## Source:
────────
Jenny Sjöholm and Cecilia Pasquinelli

The purpose of this paper is to analyse how contemporary artists construct and position their “person brands” and reflects on the extent to which artist brand building…

Abstract

Purpose

The purpose of this paper is to analyse how contemporary artists construct and position their “person brands” and reflects on the extent to which artist brand building results from strategic brand management.

Design/methodology/approach

A conceptual framework proposes a spatial perspective on artist brand building to reach an analytical insight into the case of visual artists in London. The empirical analysis is qualitative, based on serial and in-depth interviews, complemented by participant observations.

Findings

Artist brand building relies on the creation and continuous redefinition of “in-between spaces” that exist at the blurred boundaries separating an individual and isolated art studio, and the social and visible art scene. Artist brand building is a bundle of mechanisms that, mainly occurring without strategic thinking, are “nested” within the art production process throughout which learning, producing and performing are heavily intertwined.
────────
## Rows:
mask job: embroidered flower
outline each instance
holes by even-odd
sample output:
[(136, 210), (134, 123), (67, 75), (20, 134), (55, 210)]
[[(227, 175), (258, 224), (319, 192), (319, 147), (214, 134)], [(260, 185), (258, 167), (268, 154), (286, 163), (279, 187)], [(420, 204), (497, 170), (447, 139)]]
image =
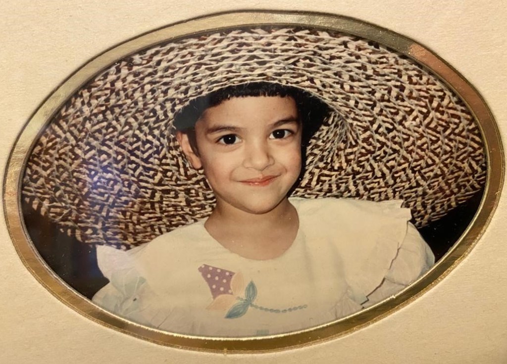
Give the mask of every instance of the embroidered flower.
[[(259, 306), (254, 303), (257, 297), (257, 287), (253, 281), (250, 281), (244, 287), (241, 272), (236, 273), (207, 264), (203, 264), (198, 270), (208, 284), (213, 299), (206, 309), (225, 310), (228, 309), (226, 318), (240, 317), (246, 313), (249, 307), (265, 312), (285, 313), (308, 307), (307, 305), (301, 305), (279, 309)], [(243, 297), (241, 297), (243, 288), (244, 294)]]

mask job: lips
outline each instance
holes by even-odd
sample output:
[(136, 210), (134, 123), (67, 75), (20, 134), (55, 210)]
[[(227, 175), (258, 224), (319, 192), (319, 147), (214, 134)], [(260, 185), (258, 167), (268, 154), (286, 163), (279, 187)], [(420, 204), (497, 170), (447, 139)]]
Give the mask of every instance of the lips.
[(267, 186), (277, 177), (278, 176), (265, 176), (258, 178), (243, 180), (240, 182), (248, 186)]

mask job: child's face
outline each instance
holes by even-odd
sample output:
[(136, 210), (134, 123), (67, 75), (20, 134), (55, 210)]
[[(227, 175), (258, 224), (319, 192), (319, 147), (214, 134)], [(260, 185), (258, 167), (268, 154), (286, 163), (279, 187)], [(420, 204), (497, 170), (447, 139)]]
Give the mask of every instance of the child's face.
[(291, 97), (226, 100), (206, 109), (195, 134), (198, 155), (187, 135), (178, 139), (193, 167), (203, 169), (218, 209), (268, 212), (299, 176), (301, 125)]

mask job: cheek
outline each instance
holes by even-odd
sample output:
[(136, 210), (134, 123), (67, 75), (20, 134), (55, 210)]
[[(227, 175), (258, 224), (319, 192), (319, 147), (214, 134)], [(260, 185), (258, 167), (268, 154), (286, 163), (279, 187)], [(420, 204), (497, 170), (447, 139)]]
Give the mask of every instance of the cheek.
[(300, 146), (292, 149), (289, 153), (285, 154), (284, 164), (288, 171), (297, 175), (301, 170), (301, 148)]
[(204, 175), (211, 183), (228, 176), (232, 169), (232, 161), (226, 157), (203, 159), (202, 161)]

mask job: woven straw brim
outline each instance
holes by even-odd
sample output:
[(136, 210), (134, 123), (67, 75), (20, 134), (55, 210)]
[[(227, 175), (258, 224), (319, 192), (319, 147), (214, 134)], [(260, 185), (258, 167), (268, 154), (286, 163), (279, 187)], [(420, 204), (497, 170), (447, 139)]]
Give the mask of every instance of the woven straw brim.
[(78, 239), (122, 248), (205, 217), (213, 194), (177, 145), (174, 115), (259, 81), (300, 88), (333, 110), (293, 195), (402, 198), (421, 226), (484, 185), (479, 128), (430, 72), (374, 42), (272, 27), (170, 42), (102, 71), (37, 141), (23, 197)]

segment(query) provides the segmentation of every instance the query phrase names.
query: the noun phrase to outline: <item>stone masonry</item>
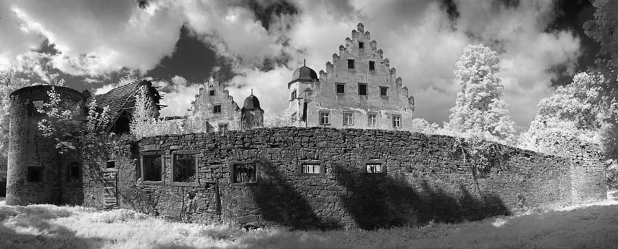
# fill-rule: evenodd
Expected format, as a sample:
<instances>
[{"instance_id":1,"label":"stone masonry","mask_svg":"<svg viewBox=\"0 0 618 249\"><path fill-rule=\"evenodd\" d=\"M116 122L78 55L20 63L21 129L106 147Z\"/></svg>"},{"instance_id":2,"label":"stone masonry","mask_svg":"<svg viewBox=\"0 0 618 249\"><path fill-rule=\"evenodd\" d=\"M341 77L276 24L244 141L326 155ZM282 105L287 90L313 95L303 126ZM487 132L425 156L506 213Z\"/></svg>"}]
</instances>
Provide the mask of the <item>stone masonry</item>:
<instances>
[{"instance_id":1,"label":"stone masonry","mask_svg":"<svg viewBox=\"0 0 618 249\"><path fill-rule=\"evenodd\" d=\"M602 163L590 161L580 170L570 159L505 147L503 167L473 175L453 152L454 142L403 131L291 127L146 138L115 145L114 168L84 169L84 204L104 206L99 179L110 171L119 172L122 208L190 222L296 228L477 220L605 194L583 187L604 181L586 174ZM196 177L174 182L174 156L183 154L196 158ZM159 160L152 154L161 156L161 177L144 180L145 161L152 162L144 156ZM257 165L255 181L236 183L238 165ZM319 169L306 174L306 165ZM372 165L380 169L367 173Z\"/></svg>"}]
</instances>

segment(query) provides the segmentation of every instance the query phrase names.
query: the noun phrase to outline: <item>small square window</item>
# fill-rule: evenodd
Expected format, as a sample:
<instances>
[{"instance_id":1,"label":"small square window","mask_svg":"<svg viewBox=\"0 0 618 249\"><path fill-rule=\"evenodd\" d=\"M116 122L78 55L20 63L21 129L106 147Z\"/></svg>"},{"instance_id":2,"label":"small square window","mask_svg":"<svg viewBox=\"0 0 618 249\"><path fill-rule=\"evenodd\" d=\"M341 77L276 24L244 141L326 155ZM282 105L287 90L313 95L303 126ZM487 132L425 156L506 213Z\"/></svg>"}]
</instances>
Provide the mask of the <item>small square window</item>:
<instances>
[{"instance_id":1,"label":"small square window","mask_svg":"<svg viewBox=\"0 0 618 249\"><path fill-rule=\"evenodd\" d=\"M380 86L380 96L388 96L389 88L386 86Z\"/></svg>"},{"instance_id":2,"label":"small square window","mask_svg":"<svg viewBox=\"0 0 618 249\"><path fill-rule=\"evenodd\" d=\"M347 68L350 69L354 69L354 60L347 59Z\"/></svg>"},{"instance_id":3,"label":"small square window","mask_svg":"<svg viewBox=\"0 0 618 249\"><path fill-rule=\"evenodd\" d=\"M367 84L358 83L358 95L367 96Z\"/></svg>"},{"instance_id":4,"label":"small square window","mask_svg":"<svg viewBox=\"0 0 618 249\"><path fill-rule=\"evenodd\" d=\"M320 112L320 124L330 124L330 112Z\"/></svg>"},{"instance_id":5,"label":"small square window","mask_svg":"<svg viewBox=\"0 0 618 249\"><path fill-rule=\"evenodd\" d=\"M30 182L41 182L43 181L43 167L28 166L26 172L26 180Z\"/></svg>"},{"instance_id":6,"label":"small square window","mask_svg":"<svg viewBox=\"0 0 618 249\"><path fill-rule=\"evenodd\" d=\"M337 93L345 93L345 83L336 83L336 90Z\"/></svg>"},{"instance_id":7,"label":"small square window","mask_svg":"<svg viewBox=\"0 0 618 249\"><path fill-rule=\"evenodd\" d=\"M143 180L160 182L163 171L163 152L150 152L141 156Z\"/></svg>"},{"instance_id":8,"label":"small square window","mask_svg":"<svg viewBox=\"0 0 618 249\"><path fill-rule=\"evenodd\" d=\"M174 154L172 164L174 182L196 182L197 154L185 154L182 151Z\"/></svg>"},{"instance_id":9,"label":"small square window","mask_svg":"<svg viewBox=\"0 0 618 249\"><path fill-rule=\"evenodd\" d=\"M378 115L376 113L367 115L367 126L378 127Z\"/></svg>"},{"instance_id":10,"label":"small square window","mask_svg":"<svg viewBox=\"0 0 618 249\"><path fill-rule=\"evenodd\" d=\"M67 182L79 182L80 164L71 163L67 165Z\"/></svg>"},{"instance_id":11,"label":"small square window","mask_svg":"<svg viewBox=\"0 0 618 249\"><path fill-rule=\"evenodd\" d=\"M343 112L343 125L354 126L354 112Z\"/></svg>"},{"instance_id":12,"label":"small square window","mask_svg":"<svg viewBox=\"0 0 618 249\"><path fill-rule=\"evenodd\" d=\"M393 127L396 128L401 128L401 116L393 115Z\"/></svg>"},{"instance_id":13,"label":"small square window","mask_svg":"<svg viewBox=\"0 0 618 249\"><path fill-rule=\"evenodd\" d=\"M232 183L255 183L258 182L258 165L255 163L234 163L230 175Z\"/></svg>"},{"instance_id":14,"label":"small square window","mask_svg":"<svg viewBox=\"0 0 618 249\"><path fill-rule=\"evenodd\" d=\"M222 132L225 132L228 130L227 123L220 123L219 124L219 131Z\"/></svg>"}]
</instances>

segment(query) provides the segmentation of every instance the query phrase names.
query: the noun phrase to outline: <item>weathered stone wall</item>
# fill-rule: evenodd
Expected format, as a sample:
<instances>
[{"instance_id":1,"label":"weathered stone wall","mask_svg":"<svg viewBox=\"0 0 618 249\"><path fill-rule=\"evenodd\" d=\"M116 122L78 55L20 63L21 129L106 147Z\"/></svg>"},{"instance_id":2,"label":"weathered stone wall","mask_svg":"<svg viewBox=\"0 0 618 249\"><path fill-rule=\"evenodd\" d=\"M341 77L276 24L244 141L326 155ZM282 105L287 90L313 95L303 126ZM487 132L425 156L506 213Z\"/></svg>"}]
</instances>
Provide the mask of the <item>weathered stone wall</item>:
<instances>
[{"instance_id":1,"label":"weathered stone wall","mask_svg":"<svg viewBox=\"0 0 618 249\"><path fill-rule=\"evenodd\" d=\"M60 99L70 108L78 108L84 115L84 95L71 88L54 86ZM81 203L80 182L69 184L67 165L81 163L81 155L61 156L56 141L43 136L37 123L45 118L36 111L49 101L47 91L52 86L20 88L10 95L8 167L6 204L25 205L38 203ZM38 171L40 181L29 181L28 167ZM31 179L32 180L32 179Z\"/></svg>"},{"instance_id":2,"label":"weathered stone wall","mask_svg":"<svg viewBox=\"0 0 618 249\"><path fill-rule=\"evenodd\" d=\"M569 205L579 191L571 187L569 159L506 147L503 167L474 175L453 152L454 139L379 130L262 128L147 138L116 145L110 159L119 172L121 207L201 222L371 228L458 222ZM172 155L183 150L198 152L195 182L172 181ZM141 179L139 155L151 152L163 154L160 182ZM323 174L300 174L307 161L319 163ZM231 182L231 167L243 162L258 165L257 183ZM382 163L386 172L365 173L367 162ZM100 171L86 173L87 205L104 206ZM599 198L600 191L586 194Z\"/></svg>"}]
</instances>

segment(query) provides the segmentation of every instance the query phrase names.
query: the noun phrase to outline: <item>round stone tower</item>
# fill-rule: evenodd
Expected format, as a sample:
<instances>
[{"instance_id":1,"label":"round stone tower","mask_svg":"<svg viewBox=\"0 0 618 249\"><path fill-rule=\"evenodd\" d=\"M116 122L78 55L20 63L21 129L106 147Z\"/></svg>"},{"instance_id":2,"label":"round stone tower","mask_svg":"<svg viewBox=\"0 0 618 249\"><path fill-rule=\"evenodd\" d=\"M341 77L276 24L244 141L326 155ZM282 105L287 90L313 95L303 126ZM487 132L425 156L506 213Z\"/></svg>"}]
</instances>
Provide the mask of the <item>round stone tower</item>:
<instances>
[{"instance_id":1,"label":"round stone tower","mask_svg":"<svg viewBox=\"0 0 618 249\"><path fill-rule=\"evenodd\" d=\"M45 117L38 110L49 102L47 92L55 88L61 106L83 119L86 97L67 87L34 86L10 95L6 204L25 205L62 203L63 190L78 187L81 181L80 156L60 154L53 138L43 136L38 122ZM73 186L74 185L74 186Z\"/></svg>"}]
</instances>

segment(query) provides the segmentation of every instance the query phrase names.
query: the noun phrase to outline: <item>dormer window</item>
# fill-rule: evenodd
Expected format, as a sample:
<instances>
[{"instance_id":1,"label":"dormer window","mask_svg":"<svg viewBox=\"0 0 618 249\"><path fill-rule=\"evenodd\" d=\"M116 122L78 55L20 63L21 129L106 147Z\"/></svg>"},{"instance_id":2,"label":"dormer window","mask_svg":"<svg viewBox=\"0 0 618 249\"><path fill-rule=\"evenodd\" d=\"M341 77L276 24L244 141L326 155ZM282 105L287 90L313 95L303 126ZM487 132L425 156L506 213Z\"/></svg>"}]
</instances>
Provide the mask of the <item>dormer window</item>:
────────
Reproduce the abstract on artist brand building word for word, in full.

Jenny Sjöholm and Cecilia Pasquinelli

The purpose of this paper is to analyse how contemporary artists construct and position their “person brands” and reflects on the extent to which artist brand building…

Abstract

Purpose

The purpose of this paper is to analyse how contemporary artists construct and position their “person brands” and reflects on the extent to which artist brand building results from strategic brand management.

Design/methodology/approach

A conceptual framework proposes a spatial perspective on artist brand building to reach an analytical insight into the case of visual artists in London. The empirical analysis is qualitative, based on serial and in-depth interviews, complemented by participant observations.

Findings

Artist brand building relies on the creation and continuous redefinition of “in-between spaces” that exist at the blurred boundaries separating an individual and isolated art studio, and the social and visible art scene. Artist brand building is a bundle of mechanisms that, mainly occurring without strategic thinking, are “nested” within the art production process throughout which learning, producing and performing are heavily intertwined.